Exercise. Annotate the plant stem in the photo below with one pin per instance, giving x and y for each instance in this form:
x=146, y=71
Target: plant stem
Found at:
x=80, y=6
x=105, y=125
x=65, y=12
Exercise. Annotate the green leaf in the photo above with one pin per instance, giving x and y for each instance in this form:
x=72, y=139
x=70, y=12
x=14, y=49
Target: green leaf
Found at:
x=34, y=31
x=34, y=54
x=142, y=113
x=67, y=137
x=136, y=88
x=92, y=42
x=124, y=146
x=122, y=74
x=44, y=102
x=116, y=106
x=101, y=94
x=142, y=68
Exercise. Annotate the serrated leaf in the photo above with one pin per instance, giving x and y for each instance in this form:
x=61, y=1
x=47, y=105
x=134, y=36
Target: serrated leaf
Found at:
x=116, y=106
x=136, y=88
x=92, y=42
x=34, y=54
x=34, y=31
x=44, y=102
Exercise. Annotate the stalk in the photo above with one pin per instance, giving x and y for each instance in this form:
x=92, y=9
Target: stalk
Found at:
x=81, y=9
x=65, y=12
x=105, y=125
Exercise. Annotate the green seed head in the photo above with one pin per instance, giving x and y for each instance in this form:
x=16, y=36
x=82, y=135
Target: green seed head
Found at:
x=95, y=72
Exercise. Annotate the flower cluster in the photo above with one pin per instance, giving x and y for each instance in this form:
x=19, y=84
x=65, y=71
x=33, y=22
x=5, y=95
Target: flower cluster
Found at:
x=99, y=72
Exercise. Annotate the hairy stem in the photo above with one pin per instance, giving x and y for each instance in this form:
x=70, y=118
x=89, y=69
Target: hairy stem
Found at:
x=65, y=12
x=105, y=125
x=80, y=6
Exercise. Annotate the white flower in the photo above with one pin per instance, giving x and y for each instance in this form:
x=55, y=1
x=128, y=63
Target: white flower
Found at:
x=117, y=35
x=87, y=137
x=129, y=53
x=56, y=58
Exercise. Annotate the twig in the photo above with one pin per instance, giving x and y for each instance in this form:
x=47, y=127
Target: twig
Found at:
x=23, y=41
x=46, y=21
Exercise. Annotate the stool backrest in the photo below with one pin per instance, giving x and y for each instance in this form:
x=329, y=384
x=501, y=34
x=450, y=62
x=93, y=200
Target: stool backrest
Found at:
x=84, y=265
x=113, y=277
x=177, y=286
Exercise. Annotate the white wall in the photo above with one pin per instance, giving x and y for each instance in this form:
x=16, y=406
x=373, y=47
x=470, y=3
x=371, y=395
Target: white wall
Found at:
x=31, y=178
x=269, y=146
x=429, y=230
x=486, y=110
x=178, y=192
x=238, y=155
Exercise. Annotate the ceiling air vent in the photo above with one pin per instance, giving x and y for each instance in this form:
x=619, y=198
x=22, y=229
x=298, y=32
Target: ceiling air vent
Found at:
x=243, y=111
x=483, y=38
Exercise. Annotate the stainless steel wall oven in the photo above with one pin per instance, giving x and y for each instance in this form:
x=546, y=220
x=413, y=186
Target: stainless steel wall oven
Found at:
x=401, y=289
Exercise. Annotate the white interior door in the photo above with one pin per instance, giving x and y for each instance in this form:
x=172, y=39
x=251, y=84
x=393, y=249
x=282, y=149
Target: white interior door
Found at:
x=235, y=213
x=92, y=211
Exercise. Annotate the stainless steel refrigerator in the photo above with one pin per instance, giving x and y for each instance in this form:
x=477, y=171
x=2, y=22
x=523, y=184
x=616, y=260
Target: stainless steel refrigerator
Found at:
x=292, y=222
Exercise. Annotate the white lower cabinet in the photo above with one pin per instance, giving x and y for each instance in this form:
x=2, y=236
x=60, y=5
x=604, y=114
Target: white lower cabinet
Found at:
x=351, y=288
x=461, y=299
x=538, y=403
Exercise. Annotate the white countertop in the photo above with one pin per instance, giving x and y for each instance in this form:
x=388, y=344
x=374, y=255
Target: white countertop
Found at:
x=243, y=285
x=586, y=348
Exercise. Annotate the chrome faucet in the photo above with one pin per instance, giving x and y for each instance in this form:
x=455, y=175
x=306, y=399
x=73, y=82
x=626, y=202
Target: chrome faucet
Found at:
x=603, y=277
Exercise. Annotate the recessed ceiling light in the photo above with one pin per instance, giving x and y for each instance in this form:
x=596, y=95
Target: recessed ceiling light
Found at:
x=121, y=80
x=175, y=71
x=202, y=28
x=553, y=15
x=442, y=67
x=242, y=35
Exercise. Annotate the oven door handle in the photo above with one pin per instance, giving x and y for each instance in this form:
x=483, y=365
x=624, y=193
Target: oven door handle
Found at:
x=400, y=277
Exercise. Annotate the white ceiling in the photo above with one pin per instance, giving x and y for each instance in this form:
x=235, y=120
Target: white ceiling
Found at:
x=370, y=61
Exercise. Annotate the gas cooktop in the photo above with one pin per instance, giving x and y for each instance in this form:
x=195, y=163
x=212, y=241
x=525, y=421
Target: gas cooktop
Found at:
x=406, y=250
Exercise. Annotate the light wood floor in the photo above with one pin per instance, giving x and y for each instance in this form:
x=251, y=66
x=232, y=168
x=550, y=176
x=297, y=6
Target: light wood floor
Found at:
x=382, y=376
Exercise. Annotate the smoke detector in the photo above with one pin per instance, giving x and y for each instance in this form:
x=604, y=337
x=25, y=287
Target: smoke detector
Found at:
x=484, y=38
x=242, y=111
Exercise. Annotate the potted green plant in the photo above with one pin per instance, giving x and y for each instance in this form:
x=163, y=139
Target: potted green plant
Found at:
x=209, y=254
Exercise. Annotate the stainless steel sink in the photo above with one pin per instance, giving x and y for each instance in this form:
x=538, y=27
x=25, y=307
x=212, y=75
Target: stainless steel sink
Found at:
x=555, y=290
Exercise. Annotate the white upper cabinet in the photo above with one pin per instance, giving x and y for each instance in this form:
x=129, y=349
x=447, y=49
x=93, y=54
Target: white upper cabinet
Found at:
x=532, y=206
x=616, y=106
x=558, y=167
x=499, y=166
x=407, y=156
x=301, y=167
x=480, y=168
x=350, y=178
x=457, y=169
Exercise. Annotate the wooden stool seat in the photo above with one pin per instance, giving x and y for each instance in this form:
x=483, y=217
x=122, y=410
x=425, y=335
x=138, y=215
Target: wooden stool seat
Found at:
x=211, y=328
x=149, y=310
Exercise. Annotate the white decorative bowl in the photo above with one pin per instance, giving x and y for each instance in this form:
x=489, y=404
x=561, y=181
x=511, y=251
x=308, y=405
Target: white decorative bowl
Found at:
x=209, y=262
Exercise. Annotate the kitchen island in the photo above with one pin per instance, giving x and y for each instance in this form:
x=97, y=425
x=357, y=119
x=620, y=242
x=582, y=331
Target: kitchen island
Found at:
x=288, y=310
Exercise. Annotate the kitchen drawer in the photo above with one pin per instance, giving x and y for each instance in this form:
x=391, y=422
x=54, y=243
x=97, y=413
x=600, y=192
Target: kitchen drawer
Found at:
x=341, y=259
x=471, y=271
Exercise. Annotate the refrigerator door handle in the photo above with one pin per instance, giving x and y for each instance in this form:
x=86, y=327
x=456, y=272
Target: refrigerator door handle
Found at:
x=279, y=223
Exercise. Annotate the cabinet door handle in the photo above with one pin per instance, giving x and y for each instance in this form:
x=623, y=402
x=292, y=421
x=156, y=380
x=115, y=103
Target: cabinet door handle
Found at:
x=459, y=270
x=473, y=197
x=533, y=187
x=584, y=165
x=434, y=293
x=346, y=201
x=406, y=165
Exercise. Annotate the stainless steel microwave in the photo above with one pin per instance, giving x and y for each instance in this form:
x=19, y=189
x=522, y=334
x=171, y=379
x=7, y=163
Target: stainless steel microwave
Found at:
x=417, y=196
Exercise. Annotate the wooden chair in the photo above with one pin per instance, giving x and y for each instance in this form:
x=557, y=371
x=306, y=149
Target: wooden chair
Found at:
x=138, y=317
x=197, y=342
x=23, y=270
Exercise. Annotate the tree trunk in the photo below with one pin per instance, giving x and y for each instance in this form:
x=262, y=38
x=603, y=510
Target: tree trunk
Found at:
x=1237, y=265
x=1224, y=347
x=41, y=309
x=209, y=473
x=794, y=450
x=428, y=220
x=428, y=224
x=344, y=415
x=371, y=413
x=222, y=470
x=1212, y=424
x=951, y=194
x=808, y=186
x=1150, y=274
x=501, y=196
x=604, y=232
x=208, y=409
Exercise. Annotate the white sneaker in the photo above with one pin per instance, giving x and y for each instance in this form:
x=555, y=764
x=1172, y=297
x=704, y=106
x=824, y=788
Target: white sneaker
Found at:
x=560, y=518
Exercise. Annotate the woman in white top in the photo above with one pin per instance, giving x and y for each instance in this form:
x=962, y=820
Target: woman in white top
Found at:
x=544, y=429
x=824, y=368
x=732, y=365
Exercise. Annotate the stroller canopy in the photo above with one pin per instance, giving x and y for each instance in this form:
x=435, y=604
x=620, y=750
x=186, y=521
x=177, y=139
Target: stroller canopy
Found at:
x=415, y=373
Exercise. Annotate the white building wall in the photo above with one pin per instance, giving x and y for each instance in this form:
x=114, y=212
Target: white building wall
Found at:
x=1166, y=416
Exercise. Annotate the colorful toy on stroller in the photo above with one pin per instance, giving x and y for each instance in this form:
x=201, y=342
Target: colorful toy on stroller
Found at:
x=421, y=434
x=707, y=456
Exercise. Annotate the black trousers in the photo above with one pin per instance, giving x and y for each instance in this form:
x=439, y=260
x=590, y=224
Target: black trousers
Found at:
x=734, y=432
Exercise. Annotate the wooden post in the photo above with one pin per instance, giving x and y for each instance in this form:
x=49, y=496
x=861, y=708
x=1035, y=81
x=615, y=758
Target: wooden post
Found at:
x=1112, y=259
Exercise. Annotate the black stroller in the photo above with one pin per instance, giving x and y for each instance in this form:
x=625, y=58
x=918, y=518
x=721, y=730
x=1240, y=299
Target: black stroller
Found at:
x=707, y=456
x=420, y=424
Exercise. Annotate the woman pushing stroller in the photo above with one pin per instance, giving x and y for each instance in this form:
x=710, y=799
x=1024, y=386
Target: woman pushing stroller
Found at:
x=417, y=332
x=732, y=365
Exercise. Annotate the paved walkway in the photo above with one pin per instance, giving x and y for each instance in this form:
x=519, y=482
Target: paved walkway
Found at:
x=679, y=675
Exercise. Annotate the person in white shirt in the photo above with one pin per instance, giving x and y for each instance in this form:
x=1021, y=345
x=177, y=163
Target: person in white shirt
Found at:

********************

◆ **ACTION ITEM**
Where a line of the listing includes the word "building", it counts; say how many such lines there are and nothing more.

◆ **COMPLETED TASK**
2